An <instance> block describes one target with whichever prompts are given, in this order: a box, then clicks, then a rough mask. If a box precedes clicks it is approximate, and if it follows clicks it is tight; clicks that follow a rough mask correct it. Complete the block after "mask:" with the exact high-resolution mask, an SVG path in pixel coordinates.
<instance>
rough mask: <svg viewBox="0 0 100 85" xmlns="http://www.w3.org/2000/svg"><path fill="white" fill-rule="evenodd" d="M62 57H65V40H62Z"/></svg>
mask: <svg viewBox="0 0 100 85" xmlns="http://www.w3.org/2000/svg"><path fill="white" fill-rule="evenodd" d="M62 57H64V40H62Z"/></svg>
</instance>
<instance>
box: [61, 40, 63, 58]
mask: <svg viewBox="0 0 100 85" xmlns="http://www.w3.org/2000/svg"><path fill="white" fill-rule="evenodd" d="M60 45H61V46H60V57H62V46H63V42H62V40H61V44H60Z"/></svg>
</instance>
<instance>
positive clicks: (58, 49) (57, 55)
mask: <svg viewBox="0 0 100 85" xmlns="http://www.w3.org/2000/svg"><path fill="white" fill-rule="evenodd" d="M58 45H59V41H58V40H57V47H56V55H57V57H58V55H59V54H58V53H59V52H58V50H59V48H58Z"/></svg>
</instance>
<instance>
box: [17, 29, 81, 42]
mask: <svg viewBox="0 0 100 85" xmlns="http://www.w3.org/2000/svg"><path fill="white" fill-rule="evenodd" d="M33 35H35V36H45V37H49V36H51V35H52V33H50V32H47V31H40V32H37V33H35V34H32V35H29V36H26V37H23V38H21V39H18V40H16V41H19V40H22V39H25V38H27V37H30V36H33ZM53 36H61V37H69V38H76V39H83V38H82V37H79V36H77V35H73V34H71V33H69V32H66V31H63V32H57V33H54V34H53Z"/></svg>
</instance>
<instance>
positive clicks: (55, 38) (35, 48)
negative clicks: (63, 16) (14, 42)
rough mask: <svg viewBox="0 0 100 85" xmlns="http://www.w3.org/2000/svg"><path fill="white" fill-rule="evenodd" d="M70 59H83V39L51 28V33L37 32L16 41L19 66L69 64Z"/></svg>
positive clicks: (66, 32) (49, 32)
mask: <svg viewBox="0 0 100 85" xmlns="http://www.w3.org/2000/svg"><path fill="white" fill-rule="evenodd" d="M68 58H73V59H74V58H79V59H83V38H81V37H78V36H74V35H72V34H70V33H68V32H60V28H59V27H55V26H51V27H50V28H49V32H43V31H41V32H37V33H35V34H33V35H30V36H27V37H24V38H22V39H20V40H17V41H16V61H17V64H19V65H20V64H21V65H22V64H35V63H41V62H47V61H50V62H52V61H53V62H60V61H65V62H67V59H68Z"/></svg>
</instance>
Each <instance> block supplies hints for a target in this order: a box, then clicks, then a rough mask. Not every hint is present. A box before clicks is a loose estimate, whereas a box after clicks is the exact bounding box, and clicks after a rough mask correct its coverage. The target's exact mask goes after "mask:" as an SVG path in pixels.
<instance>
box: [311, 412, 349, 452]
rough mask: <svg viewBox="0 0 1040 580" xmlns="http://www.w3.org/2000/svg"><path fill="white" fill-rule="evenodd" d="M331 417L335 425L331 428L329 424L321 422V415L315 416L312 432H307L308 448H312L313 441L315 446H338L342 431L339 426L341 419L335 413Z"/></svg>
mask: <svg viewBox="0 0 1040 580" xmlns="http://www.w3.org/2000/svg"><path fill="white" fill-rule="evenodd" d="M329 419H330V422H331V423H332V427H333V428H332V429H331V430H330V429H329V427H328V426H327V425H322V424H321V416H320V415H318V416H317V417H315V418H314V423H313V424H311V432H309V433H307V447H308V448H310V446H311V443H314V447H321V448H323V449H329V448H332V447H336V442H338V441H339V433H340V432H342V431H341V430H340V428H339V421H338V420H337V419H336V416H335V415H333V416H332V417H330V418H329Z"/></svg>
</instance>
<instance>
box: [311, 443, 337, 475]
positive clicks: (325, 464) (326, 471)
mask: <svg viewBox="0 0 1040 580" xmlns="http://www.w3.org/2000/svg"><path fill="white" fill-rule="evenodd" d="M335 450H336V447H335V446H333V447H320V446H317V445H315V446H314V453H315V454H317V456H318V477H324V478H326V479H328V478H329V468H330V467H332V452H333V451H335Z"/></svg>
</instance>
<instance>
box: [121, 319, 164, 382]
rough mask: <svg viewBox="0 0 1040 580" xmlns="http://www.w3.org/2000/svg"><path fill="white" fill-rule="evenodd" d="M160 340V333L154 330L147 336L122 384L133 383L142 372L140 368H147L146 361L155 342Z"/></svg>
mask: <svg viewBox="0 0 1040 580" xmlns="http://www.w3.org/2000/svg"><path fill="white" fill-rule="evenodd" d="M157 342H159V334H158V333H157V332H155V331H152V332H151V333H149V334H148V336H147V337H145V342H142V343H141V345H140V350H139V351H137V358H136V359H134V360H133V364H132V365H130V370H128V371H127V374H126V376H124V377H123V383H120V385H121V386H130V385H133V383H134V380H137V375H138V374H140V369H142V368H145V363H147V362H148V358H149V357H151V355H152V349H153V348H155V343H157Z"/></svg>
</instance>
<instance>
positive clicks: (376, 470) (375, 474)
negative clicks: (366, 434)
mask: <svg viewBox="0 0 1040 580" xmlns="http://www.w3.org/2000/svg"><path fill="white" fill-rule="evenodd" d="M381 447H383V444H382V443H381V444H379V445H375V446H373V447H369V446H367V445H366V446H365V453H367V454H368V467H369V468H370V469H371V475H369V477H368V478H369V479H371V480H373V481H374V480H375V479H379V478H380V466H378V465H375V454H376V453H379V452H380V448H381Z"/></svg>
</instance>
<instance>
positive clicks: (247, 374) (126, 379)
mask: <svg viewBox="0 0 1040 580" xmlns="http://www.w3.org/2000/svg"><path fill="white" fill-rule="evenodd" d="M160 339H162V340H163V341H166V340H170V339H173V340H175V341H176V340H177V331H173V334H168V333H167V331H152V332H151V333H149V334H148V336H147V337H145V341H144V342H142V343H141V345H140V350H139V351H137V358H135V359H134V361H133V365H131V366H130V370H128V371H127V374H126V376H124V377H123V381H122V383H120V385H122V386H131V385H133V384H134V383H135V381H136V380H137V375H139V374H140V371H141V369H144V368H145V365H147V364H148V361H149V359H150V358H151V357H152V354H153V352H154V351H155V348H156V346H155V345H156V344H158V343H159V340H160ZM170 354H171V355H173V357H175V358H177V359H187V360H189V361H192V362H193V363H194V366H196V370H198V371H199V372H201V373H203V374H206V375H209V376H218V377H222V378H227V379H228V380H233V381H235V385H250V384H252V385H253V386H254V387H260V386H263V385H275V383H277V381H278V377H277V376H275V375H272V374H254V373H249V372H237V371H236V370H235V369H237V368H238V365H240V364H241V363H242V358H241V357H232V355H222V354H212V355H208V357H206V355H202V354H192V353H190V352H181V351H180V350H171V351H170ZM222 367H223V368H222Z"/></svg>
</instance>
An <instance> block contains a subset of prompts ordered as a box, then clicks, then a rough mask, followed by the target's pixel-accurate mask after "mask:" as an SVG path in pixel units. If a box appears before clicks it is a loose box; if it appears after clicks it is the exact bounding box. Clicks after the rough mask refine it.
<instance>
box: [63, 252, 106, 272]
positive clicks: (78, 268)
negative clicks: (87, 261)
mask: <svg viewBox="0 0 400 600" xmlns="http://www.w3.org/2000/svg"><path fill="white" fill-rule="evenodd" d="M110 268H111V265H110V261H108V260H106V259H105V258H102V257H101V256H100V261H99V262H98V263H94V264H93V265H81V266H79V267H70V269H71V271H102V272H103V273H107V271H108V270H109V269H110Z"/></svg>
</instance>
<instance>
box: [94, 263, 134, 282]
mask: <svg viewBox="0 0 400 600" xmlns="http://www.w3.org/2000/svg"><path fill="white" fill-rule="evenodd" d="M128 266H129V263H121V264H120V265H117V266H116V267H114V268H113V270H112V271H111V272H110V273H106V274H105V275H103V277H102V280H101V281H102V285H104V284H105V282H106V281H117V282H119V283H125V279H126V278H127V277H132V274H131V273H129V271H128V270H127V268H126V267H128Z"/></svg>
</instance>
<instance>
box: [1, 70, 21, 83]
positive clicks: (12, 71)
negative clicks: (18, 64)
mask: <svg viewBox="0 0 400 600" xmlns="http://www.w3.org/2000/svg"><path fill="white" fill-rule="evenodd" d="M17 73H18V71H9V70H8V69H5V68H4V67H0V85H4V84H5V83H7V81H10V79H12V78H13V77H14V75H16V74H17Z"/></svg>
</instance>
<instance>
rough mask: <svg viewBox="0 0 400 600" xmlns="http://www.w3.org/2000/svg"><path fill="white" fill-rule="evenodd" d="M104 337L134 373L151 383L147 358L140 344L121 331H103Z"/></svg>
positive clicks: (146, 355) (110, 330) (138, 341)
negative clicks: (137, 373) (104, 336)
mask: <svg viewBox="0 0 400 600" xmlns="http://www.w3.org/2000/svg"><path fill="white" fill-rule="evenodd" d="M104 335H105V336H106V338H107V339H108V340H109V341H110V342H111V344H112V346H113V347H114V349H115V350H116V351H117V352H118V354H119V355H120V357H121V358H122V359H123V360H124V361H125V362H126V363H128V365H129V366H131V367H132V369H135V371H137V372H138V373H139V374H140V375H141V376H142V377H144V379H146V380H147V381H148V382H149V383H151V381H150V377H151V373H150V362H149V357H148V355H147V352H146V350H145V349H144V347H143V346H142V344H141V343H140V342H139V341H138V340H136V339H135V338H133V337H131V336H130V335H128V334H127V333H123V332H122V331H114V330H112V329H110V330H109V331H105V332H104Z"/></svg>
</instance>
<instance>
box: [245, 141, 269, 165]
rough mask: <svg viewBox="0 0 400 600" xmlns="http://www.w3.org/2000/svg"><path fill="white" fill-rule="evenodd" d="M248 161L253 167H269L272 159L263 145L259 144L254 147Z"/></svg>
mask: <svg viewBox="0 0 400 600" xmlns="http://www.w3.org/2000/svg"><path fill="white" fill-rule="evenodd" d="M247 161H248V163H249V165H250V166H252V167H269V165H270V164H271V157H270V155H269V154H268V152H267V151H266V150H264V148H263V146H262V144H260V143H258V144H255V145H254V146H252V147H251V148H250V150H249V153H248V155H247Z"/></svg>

◆ ◆ ◆ ◆ ◆ ◆ ◆

### Aim of the exercise:
Having output the line that contains "59H83V39L51 28V33L37 32L16", stop. Every line before it, back to the first line of the data, must be reproduced exactly.

### Finished exercise:
An <instance> block describes one target with whichever prompts are given, in this order: a box, then clicks, then a rough mask. If a box precedes clicks it is approximate, and if it follows clicks it is tight; clicks that follow a rough mask correct it. Complete the block after "mask:" with the exact high-resolution mask, an SVG path in pixel coordinates.
<instance>
rough mask: <svg viewBox="0 0 100 85" xmlns="http://www.w3.org/2000/svg"><path fill="white" fill-rule="evenodd" d="M62 57H65V40H62Z"/></svg>
mask: <svg viewBox="0 0 100 85" xmlns="http://www.w3.org/2000/svg"><path fill="white" fill-rule="evenodd" d="M62 57H64V40H62Z"/></svg>
</instance>
<instance>
box: [61, 40, 63, 58]
mask: <svg viewBox="0 0 100 85" xmlns="http://www.w3.org/2000/svg"><path fill="white" fill-rule="evenodd" d="M60 45H61V46H60V57H62V46H63V42H62V40H61V44H60Z"/></svg>
</instance>
<instance>
positive clicks: (58, 49) (57, 55)
mask: <svg viewBox="0 0 100 85" xmlns="http://www.w3.org/2000/svg"><path fill="white" fill-rule="evenodd" d="M58 45H59V41H58V40H57V47H56V55H57V57H58V55H59V54H58V53H59V52H58V50H59V48H58Z"/></svg>
</instance>
<instance>
box: [17, 29, 81, 42]
mask: <svg viewBox="0 0 100 85" xmlns="http://www.w3.org/2000/svg"><path fill="white" fill-rule="evenodd" d="M33 35H35V36H45V37H49V36H51V35H52V33H50V32H47V31H40V32H37V33H35V34H32V35H29V36H26V37H23V38H21V39H18V40H16V41H19V40H22V39H25V38H27V37H30V36H33ZM53 36H61V37H69V38H76V39H83V38H82V37H79V36H77V35H73V34H71V33H69V32H66V31H63V32H57V33H54V34H53Z"/></svg>
</instance>
<instance>
positive clicks: (55, 38) (35, 48)
negative clicks: (63, 16) (14, 42)
rough mask: <svg viewBox="0 0 100 85" xmlns="http://www.w3.org/2000/svg"><path fill="white" fill-rule="evenodd" d="M70 59H83V39L51 28V33L37 32L16 41L19 66L69 64Z"/></svg>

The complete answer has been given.